Every line of the entries with the word "dark" in it should be shown.

(Stored items from a collection)
+ + + +
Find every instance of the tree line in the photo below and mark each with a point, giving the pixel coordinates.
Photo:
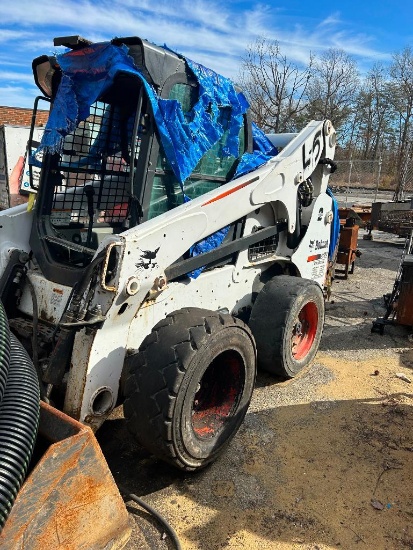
(373, 113)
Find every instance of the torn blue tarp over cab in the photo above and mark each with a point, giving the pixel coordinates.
(263, 151)
(88, 73)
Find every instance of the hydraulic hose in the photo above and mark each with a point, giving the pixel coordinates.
(19, 420)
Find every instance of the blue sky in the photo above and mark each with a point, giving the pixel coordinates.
(213, 33)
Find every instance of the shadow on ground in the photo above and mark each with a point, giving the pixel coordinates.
(285, 478)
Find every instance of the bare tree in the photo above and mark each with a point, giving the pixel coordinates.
(332, 89)
(372, 127)
(401, 72)
(275, 86)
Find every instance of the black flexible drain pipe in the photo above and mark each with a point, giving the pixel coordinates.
(19, 419)
(4, 350)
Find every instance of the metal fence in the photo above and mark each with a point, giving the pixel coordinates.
(358, 180)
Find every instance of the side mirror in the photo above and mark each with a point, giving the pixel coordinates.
(46, 72)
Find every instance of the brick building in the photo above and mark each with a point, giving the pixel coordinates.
(20, 116)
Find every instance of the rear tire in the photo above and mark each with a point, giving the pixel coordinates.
(287, 323)
(190, 385)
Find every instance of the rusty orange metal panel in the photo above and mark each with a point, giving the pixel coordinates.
(70, 500)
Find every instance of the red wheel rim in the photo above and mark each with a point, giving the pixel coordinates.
(218, 394)
(304, 331)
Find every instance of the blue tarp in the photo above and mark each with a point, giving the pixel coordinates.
(88, 73)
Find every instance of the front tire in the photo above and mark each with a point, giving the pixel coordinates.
(287, 323)
(190, 385)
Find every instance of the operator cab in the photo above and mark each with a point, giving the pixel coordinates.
(112, 172)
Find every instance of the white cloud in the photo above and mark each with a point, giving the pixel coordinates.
(210, 32)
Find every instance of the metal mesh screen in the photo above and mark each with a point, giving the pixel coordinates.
(94, 171)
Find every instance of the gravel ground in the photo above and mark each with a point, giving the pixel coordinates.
(307, 465)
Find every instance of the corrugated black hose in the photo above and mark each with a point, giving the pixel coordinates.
(19, 416)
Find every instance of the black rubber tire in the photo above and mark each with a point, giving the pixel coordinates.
(189, 386)
(274, 322)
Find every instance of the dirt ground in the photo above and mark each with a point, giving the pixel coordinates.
(324, 461)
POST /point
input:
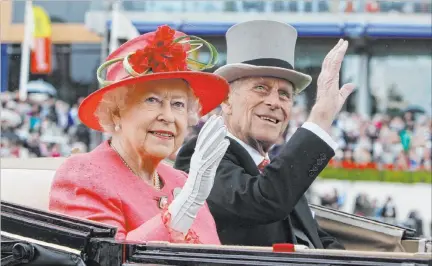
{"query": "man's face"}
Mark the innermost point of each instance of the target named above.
(258, 110)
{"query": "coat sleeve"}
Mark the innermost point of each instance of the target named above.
(78, 191)
(240, 198)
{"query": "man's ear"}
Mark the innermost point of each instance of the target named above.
(226, 107)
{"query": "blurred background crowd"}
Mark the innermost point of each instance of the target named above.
(49, 127)
(386, 124)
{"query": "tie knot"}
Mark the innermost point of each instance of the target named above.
(263, 164)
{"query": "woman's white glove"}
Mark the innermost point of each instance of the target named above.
(210, 148)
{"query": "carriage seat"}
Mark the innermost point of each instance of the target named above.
(27, 182)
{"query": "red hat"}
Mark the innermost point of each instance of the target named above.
(162, 54)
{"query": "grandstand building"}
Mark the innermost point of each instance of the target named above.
(389, 56)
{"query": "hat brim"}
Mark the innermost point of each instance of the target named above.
(232, 72)
(211, 90)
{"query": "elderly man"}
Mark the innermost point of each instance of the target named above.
(254, 201)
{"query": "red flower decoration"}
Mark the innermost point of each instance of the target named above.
(162, 54)
(177, 237)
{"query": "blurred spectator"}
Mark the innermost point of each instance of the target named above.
(388, 211)
(415, 222)
(50, 127)
(40, 127)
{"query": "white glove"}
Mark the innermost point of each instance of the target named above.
(210, 148)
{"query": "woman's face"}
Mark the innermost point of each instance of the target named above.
(155, 120)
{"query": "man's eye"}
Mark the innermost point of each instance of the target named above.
(179, 104)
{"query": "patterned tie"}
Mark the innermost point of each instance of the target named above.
(263, 164)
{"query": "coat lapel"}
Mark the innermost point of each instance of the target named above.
(304, 216)
(246, 161)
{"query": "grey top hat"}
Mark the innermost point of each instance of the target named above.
(262, 48)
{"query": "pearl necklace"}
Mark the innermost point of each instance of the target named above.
(155, 178)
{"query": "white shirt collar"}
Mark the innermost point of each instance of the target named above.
(256, 156)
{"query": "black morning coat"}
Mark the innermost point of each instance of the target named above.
(257, 209)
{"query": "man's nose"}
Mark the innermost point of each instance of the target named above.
(273, 100)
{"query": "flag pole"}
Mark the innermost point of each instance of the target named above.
(114, 42)
(25, 50)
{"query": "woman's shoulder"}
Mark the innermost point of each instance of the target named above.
(84, 164)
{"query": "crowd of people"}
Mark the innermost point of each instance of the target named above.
(40, 126)
(50, 128)
(367, 206)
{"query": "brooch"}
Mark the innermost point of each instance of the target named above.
(176, 191)
(163, 202)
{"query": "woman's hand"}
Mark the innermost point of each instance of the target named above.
(209, 150)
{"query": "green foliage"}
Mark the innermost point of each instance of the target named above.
(376, 175)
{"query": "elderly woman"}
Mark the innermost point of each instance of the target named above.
(148, 104)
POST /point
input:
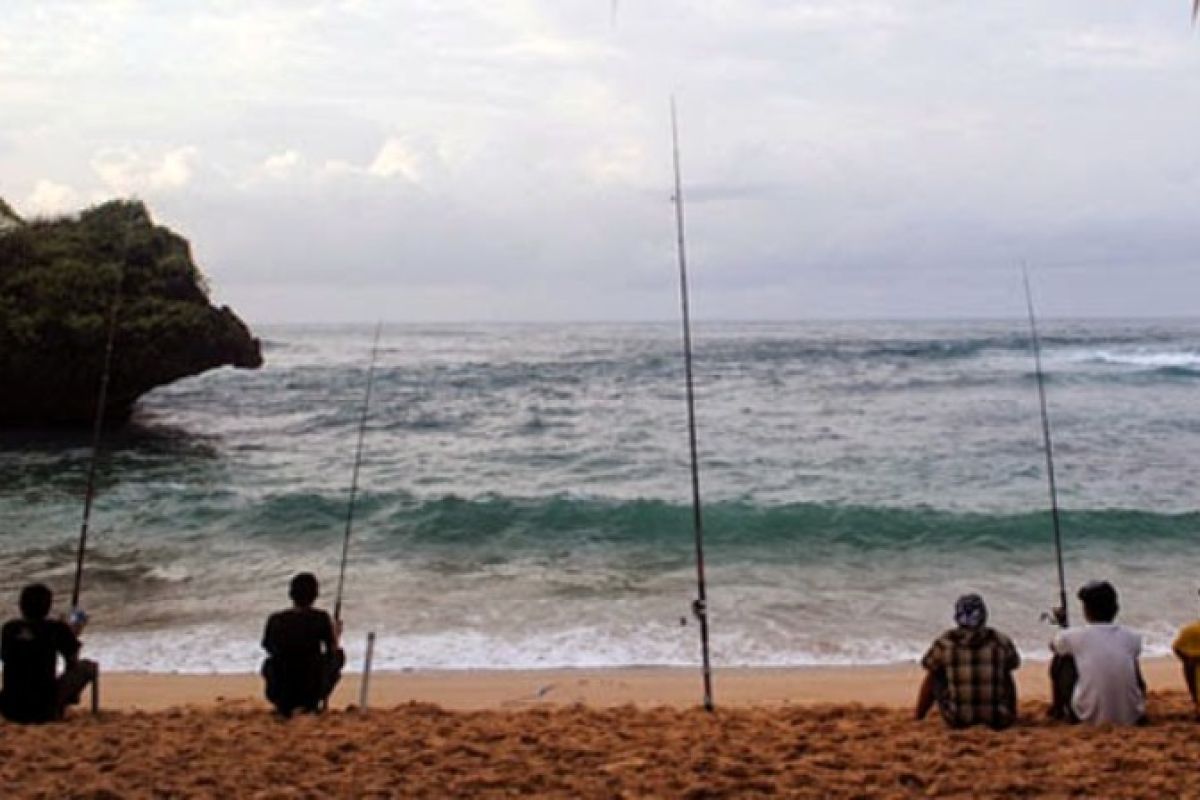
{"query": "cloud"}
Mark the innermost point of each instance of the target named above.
(126, 172)
(509, 150)
(396, 160)
(1113, 49)
(52, 199)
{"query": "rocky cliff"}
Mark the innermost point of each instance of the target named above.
(60, 281)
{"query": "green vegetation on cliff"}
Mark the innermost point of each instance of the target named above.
(59, 281)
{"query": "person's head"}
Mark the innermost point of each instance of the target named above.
(35, 601)
(1099, 601)
(970, 612)
(303, 590)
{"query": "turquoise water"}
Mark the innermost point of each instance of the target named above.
(525, 492)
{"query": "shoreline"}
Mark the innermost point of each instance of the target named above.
(892, 686)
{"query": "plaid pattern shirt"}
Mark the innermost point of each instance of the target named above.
(976, 683)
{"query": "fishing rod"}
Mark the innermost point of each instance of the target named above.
(99, 426)
(1060, 614)
(700, 607)
(354, 477)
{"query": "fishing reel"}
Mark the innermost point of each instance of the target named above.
(699, 609)
(1056, 615)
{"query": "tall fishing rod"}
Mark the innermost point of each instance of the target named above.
(99, 422)
(1061, 615)
(354, 477)
(700, 607)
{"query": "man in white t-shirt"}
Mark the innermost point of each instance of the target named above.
(1110, 686)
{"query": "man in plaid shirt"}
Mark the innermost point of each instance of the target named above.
(969, 671)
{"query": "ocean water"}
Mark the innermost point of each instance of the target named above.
(525, 492)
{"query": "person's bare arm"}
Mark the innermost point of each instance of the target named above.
(1189, 674)
(925, 696)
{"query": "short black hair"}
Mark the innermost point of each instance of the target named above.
(1099, 599)
(304, 589)
(35, 601)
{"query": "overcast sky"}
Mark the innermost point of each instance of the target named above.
(450, 160)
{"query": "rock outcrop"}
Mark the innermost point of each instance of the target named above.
(60, 281)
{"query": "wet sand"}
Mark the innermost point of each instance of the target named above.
(591, 734)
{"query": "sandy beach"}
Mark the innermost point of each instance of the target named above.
(616, 733)
(473, 690)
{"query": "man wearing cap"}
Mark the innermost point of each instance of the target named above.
(1187, 650)
(969, 671)
(1109, 686)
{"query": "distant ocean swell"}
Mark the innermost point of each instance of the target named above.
(480, 531)
(525, 492)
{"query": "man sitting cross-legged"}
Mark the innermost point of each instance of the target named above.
(969, 671)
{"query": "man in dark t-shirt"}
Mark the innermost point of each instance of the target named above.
(30, 648)
(304, 659)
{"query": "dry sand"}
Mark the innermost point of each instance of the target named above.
(521, 740)
(894, 686)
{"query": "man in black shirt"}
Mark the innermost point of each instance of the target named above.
(304, 660)
(29, 648)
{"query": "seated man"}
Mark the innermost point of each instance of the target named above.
(30, 648)
(304, 660)
(1107, 679)
(970, 671)
(1187, 649)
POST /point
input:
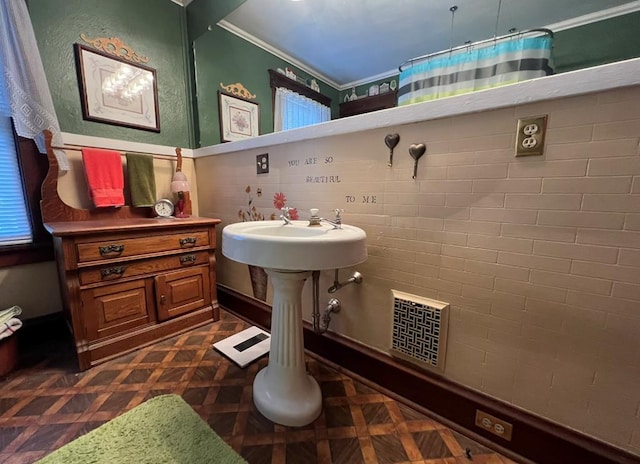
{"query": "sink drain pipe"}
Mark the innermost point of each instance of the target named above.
(321, 323)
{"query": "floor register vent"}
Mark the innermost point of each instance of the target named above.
(419, 330)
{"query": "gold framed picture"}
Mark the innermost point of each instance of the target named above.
(239, 118)
(115, 91)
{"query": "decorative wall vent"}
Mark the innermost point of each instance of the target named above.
(419, 330)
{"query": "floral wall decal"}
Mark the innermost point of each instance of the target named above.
(257, 274)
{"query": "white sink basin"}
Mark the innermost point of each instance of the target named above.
(294, 247)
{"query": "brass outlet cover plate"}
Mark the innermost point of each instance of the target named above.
(530, 136)
(496, 426)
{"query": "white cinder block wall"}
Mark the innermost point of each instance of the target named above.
(539, 257)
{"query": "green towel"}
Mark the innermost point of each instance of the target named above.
(7, 314)
(142, 180)
(162, 430)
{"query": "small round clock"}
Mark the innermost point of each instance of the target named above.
(163, 208)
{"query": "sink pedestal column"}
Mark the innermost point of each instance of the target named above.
(282, 391)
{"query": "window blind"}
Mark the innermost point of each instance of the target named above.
(15, 224)
(293, 110)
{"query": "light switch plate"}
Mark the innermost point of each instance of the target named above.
(530, 136)
(262, 163)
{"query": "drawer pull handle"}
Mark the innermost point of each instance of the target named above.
(106, 250)
(188, 242)
(118, 271)
(187, 259)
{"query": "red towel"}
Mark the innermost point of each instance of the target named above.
(103, 169)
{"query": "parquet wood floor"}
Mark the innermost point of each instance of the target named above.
(46, 403)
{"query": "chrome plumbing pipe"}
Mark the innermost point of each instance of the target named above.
(356, 278)
(333, 306)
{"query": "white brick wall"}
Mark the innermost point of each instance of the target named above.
(539, 257)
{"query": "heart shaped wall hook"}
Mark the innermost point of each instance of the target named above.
(391, 140)
(416, 150)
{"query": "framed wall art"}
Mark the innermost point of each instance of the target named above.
(239, 118)
(115, 91)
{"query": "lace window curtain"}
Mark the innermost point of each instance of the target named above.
(292, 110)
(23, 85)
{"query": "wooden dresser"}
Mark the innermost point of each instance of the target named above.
(127, 279)
(127, 283)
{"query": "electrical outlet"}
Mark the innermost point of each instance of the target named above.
(262, 163)
(494, 425)
(530, 136)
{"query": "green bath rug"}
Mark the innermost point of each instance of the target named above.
(162, 430)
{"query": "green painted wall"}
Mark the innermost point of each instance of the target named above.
(187, 91)
(614, 39)
(153, 28)
(222, 57)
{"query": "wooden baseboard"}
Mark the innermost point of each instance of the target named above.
(534, 438)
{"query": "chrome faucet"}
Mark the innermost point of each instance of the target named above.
(285, 216)
(337, 221)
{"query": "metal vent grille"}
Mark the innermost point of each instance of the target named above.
(419, 330)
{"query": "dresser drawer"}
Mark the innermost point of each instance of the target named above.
(114, 309)
(124, 247)
(119, 271)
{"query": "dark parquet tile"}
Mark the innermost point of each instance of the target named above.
(172, 374)
(44, 438)
(332, 388)
(138, 376)
(260, 454)
(388, 449)
(6, 404)
(358, 424)
(117, 401)
(431, 444)
(223, 423)
(258, 424)
(228, 395)
(302, 453)
(104, 377)
(376, 413)
(85, 428)
(195, 396)
(338, 416)
(184, 356)
(37, 406)
(8, 434)
(78, 403)
(154, 357)
(346, 450)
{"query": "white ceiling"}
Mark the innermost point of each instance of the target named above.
(346, 42)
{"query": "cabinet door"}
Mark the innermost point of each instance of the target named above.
(113, 309)
(182, 291)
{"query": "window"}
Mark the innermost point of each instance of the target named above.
(31, 167)
(26, 109)
(292, 110)
(296, 105)
(15, 226)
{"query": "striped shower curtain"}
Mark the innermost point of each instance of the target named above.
+ + + +
• YOUR RESPONSE
{"query": "man in dark t-shirt"}
{"query": "dark parquet tile"}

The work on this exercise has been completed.